[Texte fourni]
-.-.-

Vu les articles L. 461-1, D. 461-29 et D. 461-30 du code de la sécurité sociale, le premier, dans sa rédaction issue de la loi n° 98-1194 du 23 décembre 1998, le deuxième, dans sa rédaction issue du décret n° 97-950 du 15 octobre 1997, le troisième, dans sa rédaction issue du décret n° 2010-344 du 31 mars 2010, applicables au litige :

4. Il résulte de ces textes qu'en cas de saisine d'un comité régional de reconnaissance des maladies professionnelles, dont l'avis s'impose à la caisse, l'information du salarié, de ses ayants droit et de l'employeur sur la procédure d'instruction et sur les points susceptibles de leur faire grief s'effectue avant la transmission du dossier audit comité régional. Cette information précise la date à laquelle s'effectuera cette transmission.

-.-.-

[Données ci-dessous]
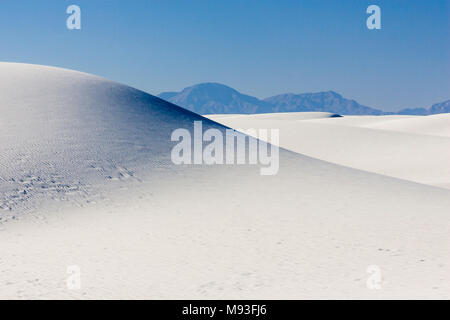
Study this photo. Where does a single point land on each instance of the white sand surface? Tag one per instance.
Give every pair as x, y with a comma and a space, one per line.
413, 148
86, 180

-.-.-

[Liste des tâches]
- 1) D'après le texte fourni, à quel moment le salarié, ses ayants droit et l'employeur doivent-ils être informés quand un comité régional de reconnaissance des maladies professionnelles est saisi ?
- 2) Pour chaque affirmation, indiquez par oui ou par non si elle correspond au texte fourni, puis citez mot pour mot les mots du texte qui le montrent.
(a) La caisse est tenue de suivre l'avis du comité régional.
(b) L'information des parties a lieu après l'envoi du dossier au comité régional.
(c) L'information donnée aux parties indique la date de transmission du dossier.
- 3) Recopiez le passage du texte fourni qui va de « Vu les articles » jusqu'à « s'effectuera cette transmission. » inclus.

[Réponses par tâche]
- 1) Avant la transmission du dossier au comité régional.

- 2)
(a) Oui : « dont l'avis s'impose à la caisse ».
(b) Non : « s'effectue avant la transmission du dossier audit comité régional ».
(c) Oui : « Cette information précise la date à laquelle s'effectuera cette transmission. »

- 3)
Vu les articles L. 461-1, D. 461-29 et D. 461-30 du code de la sécurité sociale, le premier, dans sa rédaction issue de la loi n° 98-1194 du 23 décembre 1998, le deuxième, dans sa rédaction issue du décret n° 97-950 du 15 octobre 1997, le troisième, dans sa rédaction issue du décret n° 2010-344 du 31 mars 2010, applicables au litige :

4. Il résulte de ces textes qu'en cas de saisine d'un comité régional de reconnaissance des maladies professionnelles, dont l'avis s'impose à la caisse, l'information du salarié, de ses ayants droit et de l'employeur sur la procédure d'instruction et sur les points susceptibles de leur faire grief s'effectue avant la transmission du dossier audit comité régional. Cette information précise la date à laquelle s'effectuera cette transmission.